__Written task 1__
Copy these entries unchanged: everything from the line containing "Practice. Point out each instance of the woman in" down to the line containing "pixel 171 80", inclusive.

__Document section__

--- START ---

Updates are required no later than five business days after the issuer has received commitments for 50% of the targeted offering amount and again no later than five business days after receiving commitments for 100% of the targeted offering amount. If the issuer will accept proceeds in excess of the target offering amount, it must also file a Form C-U no later than five business days after the offering deadline, disclosing the total amount of securities sold in the offering.
If multiple Forms C-U are triggered within the same five business day period, the issuer can consolidate the updates into one Form C-U as long as it discloses the most recent threshold that was met and file and provide to the intermediary no later than the day on which the first progress update is due.
Rule 203(3)(iii) permits issuers to satisfy the progress update requirements by relying on the relevant portal to make frequent updates about the issuer’s progress toward meeting the target offering amount publicly available on the portal’s platform. However, if the portal does not provide these updates, the issuer is required to file the interim progress updates. In addition, if relying on Rule 203(3)(iii), the issuer must still file a Form C-U at the end of the offering to disclose the total amount of securities sold offering.

--- END ---

__Records supplied__
--- START ---

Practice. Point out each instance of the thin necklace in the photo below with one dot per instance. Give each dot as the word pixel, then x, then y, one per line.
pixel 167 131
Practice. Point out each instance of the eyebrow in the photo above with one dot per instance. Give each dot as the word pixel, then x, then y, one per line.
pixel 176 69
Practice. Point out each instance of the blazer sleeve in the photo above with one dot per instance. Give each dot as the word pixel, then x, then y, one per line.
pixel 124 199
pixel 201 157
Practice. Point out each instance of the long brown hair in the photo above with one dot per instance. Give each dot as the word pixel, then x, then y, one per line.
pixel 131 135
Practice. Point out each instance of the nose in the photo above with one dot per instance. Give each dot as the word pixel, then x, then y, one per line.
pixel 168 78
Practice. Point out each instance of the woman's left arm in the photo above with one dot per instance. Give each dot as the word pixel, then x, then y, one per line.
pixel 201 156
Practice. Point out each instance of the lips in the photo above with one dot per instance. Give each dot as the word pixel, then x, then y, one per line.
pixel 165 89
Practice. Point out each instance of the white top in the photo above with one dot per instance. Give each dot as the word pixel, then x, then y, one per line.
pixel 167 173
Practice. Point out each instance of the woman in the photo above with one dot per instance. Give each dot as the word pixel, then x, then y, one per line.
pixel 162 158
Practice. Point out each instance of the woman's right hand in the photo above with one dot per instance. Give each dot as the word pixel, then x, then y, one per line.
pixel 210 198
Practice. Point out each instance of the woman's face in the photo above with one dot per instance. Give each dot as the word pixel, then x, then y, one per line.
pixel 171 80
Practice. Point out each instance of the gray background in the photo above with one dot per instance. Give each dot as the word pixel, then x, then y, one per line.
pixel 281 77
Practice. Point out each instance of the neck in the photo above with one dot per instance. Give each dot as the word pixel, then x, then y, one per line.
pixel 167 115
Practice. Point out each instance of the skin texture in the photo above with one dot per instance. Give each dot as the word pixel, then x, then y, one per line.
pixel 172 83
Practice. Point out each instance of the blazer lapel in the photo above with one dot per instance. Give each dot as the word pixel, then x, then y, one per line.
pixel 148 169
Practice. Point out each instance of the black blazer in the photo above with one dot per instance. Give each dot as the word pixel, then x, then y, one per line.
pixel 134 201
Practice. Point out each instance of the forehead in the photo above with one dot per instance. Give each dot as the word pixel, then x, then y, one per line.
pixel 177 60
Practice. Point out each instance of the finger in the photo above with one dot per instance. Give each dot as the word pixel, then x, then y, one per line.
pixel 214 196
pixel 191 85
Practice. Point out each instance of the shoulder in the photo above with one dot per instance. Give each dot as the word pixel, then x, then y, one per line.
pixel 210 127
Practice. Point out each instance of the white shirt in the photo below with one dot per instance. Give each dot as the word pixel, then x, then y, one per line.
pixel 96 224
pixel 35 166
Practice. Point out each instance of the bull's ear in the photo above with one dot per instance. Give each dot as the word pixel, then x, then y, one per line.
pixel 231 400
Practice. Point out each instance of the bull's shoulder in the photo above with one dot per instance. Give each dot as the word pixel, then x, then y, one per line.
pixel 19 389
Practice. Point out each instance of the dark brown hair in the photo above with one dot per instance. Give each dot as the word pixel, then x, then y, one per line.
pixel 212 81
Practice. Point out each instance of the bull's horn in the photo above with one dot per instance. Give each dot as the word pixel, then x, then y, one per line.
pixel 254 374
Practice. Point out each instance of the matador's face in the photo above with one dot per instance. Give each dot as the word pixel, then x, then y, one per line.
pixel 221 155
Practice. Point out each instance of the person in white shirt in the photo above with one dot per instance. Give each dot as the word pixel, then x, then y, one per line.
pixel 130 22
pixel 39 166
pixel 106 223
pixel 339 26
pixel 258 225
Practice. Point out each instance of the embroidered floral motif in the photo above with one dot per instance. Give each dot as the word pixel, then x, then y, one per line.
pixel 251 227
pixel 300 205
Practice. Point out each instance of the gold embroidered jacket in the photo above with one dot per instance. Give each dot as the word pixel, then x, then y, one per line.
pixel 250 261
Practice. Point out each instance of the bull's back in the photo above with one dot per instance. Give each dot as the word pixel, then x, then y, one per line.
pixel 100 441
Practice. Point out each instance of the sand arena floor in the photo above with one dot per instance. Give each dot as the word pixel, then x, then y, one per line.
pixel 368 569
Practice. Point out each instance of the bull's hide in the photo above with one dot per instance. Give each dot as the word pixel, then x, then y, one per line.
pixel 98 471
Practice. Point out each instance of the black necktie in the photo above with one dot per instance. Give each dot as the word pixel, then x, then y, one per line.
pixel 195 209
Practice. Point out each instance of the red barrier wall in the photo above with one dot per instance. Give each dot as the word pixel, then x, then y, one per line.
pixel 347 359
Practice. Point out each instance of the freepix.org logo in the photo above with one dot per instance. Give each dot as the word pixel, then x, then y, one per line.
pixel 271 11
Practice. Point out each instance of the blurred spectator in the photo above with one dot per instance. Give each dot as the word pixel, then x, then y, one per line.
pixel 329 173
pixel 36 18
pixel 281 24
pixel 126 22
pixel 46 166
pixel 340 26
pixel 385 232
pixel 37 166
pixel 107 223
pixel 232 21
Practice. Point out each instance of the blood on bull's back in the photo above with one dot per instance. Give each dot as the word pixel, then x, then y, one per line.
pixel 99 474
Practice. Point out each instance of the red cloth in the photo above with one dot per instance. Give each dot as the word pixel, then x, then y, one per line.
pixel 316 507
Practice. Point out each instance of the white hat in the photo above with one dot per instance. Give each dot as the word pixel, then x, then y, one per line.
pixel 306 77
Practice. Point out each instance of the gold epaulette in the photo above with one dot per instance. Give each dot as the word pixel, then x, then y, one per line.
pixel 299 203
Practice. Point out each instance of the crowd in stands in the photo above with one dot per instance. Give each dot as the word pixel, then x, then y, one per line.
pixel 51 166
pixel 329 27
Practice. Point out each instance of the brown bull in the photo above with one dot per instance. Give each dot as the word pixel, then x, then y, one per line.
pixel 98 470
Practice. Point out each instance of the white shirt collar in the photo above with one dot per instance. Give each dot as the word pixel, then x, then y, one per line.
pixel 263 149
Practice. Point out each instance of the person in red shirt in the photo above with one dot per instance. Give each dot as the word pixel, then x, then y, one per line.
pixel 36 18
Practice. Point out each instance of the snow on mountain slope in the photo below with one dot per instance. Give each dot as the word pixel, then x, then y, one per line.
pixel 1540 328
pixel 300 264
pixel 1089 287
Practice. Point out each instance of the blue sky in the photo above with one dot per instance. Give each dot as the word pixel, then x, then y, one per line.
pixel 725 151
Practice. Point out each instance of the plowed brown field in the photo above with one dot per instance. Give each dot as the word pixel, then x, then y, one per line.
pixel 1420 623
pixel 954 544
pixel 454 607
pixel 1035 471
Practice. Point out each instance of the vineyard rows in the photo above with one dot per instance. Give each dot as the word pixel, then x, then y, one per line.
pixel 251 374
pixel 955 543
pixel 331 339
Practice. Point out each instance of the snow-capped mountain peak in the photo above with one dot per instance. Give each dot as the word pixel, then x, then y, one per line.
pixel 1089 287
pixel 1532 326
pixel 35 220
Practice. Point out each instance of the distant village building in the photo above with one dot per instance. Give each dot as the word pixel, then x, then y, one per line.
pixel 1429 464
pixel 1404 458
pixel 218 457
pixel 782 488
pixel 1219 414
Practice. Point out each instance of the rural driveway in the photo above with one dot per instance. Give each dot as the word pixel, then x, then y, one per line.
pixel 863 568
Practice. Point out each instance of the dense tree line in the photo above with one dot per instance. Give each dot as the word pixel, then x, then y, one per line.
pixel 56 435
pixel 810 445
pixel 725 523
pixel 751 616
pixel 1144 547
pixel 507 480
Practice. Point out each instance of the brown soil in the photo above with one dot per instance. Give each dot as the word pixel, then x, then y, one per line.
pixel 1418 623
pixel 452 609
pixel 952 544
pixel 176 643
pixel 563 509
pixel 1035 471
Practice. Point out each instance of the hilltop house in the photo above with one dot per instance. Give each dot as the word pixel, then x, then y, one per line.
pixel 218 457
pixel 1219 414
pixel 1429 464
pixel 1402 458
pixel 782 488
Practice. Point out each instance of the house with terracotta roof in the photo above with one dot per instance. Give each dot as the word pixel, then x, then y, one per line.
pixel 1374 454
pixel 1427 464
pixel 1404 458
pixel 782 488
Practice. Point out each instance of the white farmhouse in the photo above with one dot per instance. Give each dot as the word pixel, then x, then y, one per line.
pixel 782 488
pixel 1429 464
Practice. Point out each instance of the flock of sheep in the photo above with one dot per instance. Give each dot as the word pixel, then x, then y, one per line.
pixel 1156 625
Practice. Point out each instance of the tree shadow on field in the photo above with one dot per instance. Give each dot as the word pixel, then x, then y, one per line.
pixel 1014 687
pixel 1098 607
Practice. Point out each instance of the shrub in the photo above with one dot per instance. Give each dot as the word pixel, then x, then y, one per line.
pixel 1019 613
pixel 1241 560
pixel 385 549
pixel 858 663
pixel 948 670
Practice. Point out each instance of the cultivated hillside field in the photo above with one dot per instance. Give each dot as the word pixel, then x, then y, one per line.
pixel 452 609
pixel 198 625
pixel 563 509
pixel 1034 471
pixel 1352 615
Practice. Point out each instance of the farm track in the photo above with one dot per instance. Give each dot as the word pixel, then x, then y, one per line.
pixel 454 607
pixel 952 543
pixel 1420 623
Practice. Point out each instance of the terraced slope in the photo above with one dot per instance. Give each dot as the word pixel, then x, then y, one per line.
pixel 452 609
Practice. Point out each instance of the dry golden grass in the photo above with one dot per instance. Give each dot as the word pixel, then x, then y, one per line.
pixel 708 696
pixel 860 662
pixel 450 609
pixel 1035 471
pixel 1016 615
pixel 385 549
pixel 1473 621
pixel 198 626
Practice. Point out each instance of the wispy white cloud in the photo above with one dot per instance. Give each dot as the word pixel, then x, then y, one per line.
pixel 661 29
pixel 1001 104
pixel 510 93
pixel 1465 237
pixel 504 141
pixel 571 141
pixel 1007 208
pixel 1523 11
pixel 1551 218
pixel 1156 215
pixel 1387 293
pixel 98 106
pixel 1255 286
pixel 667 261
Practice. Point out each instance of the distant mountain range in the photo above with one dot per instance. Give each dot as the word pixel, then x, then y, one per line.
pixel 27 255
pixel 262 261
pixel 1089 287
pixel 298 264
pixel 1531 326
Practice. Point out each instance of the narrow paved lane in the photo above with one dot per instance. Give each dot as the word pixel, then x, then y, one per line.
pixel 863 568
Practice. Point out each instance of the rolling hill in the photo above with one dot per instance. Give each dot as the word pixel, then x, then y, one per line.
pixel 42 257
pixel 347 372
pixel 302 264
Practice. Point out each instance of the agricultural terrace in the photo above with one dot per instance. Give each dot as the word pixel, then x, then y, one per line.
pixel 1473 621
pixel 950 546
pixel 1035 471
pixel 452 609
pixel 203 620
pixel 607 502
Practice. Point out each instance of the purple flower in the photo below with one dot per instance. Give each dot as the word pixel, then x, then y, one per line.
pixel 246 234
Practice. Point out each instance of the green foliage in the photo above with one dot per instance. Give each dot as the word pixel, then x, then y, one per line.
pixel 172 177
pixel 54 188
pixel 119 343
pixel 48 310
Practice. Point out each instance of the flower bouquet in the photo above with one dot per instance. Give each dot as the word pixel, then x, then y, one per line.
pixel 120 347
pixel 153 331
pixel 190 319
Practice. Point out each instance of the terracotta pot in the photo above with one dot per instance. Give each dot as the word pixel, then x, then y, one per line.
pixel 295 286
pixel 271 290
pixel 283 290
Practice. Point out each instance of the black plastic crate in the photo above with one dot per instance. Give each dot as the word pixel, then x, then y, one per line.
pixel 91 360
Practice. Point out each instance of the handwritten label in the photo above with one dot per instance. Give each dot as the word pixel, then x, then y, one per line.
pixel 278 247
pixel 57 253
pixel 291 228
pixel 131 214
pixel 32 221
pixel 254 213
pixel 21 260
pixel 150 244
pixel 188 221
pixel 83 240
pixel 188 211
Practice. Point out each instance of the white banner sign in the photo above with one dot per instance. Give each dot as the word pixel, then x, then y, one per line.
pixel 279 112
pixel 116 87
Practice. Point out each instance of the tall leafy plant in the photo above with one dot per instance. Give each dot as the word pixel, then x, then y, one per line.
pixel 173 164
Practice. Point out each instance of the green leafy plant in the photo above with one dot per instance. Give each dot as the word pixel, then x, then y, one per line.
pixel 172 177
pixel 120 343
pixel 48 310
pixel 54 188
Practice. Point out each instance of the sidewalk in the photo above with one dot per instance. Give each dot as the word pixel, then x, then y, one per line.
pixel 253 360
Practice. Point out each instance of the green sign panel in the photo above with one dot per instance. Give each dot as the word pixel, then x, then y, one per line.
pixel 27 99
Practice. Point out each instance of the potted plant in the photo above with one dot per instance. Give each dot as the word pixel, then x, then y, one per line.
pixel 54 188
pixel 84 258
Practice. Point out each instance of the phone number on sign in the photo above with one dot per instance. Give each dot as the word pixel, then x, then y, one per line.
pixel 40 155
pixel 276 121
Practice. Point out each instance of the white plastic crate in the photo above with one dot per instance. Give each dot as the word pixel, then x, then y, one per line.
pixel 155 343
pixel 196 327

--- END ---

__Written task 2__
Can you reproduce the passage on Form C-U progress updates word for word, everything from "Rule 203(3)(iii) permits" down to "securities sold offering."?

__Task result 1__
Practice. Point out each instance of the woman in the photo above with one dot per instance. Give each dot as the word pixel, then x, then y, one per line.
pixel 162 158
Practice. Point out each instance of the woman's right hand in the photo above with one dot per instance. Give each dot as the word pixel, then x, then y, one per line.
pixel 210 198
Practice. Point out each instance of the woman's face in the photo above with one dot per instance. Give each dot as the word pixel, then x, then y, one per line.
pixel 171 80

__Task result 2__
Rule 203(3)(iii) permits issuers to satisfy the progress update requirements by relying on the relevant portal to make frequent updates about the issuer’s progress toward meeting the target offering amount publicly available on the portal’s platform. However, if the portal does not provide these updates, the issuer is required to file the interim progress updates. In addition, if relying on Rule 203(3)(iii), the issuer must still file a Form C-U at the end of the offering to disclose the total amount of securities sold offering.